Aim 1.
Answer these questions using the passage about a lost sense of community. Mark each answer with its letter.
(a) Which three stores does the passage say you used to go to when you knew everyone you saw?
(b) In what year were the area high schools consolidated?
(c) Where have the larger businesses moved, according to the passage?

Selected text.
Over the years, that sense of community has disappeared. The deaths of our elders, the moving-away of so many of our schoolmates, the influx of strangers from other parts of the country, particularly the North, have not only deprived us of the sense of familiarity with one another, but have undermined old traditions. The downtown area is dismal, since the larger businesses have moved to larger shopping centers that have more floor space and far better parking. Big chain stores have replaced the mom-and-pop dime stores and the smaller regional variety stores. You’re bound to see someone you know when you go to Wal-Mart, but you used to know everyone you saw when you went to Pope’s or Aberdeen 5 & 10, or Collins’ Department Store.

When the area high schools were consolidated, in 1970, we lost not only the friendly rivalries between our school sports teams, we lost a lot of the community support of the high school in the whole of its life. That new high school has always been a sore point in the community, for many and good reasons, but its part in the loss of our sense of community ownership of our education and our personal investment in the lives and well-being of the students has been a long-lasting bitterness.

Aim 2. Reproduce the records word for word, from the line that contains "Question. Identify every instance of the smiling" through the end of the records.

Source material.
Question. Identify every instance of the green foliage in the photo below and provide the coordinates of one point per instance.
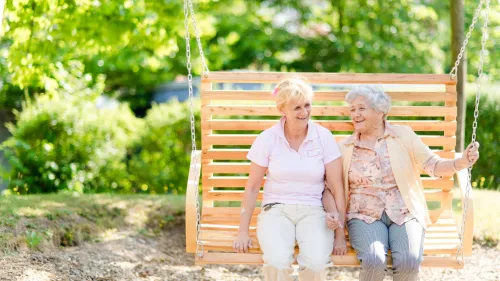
(64, 142)
(33, 239)
(161, 161)
(143, 43)
(486, 172)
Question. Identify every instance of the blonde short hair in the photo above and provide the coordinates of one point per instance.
(292, 89)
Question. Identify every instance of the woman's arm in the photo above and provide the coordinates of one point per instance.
(335, 183)
(252, 187)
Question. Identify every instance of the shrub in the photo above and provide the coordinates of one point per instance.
(64, 142)
(161, 160)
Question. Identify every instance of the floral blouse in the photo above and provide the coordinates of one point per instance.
(372, 186)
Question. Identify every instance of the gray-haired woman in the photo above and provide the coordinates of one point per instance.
(386, 204)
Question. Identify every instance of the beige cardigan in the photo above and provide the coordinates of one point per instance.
(407, 153)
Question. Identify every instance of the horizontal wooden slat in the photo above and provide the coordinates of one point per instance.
(347, 260)
(247, 125)
(325, 96)
(328, 78)
(267, 110)
(236, 195)
(241, 181)
(436, 217)
(240, 154)
(247, 139)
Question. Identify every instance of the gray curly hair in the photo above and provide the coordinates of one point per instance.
(375, 96)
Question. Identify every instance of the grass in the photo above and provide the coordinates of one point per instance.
(486, 213)
(40, 222)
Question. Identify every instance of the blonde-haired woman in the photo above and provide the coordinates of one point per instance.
(297, 154)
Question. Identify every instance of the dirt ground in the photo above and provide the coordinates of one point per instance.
(129, 256)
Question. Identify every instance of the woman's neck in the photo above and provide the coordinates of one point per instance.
(374, 133)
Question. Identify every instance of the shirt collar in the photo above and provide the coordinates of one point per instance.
(388, 132)
(312, 132)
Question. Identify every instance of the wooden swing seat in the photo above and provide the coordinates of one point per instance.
(231, 119)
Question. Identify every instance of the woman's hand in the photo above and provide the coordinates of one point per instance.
(242, 243)
(333, 221)
(471, 154)
(339, 245)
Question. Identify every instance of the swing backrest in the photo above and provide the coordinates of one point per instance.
(237, 106)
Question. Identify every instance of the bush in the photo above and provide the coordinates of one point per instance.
(486, 172)
(64, 142)
(161, 160)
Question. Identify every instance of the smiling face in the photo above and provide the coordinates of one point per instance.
(297, 112)
(363, 116)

Response 1.
(a) Pope's, Aberdeen 5 & 10, and Collins' Department Store.
(b) 1970.
(c) To larger shopping centers that have more floor space and far better parking.

Response 2.
Question. Identify every instance of the smiling face in the photo above and provide the coordinates of one point per instance.
(297, 112)
(363, 116)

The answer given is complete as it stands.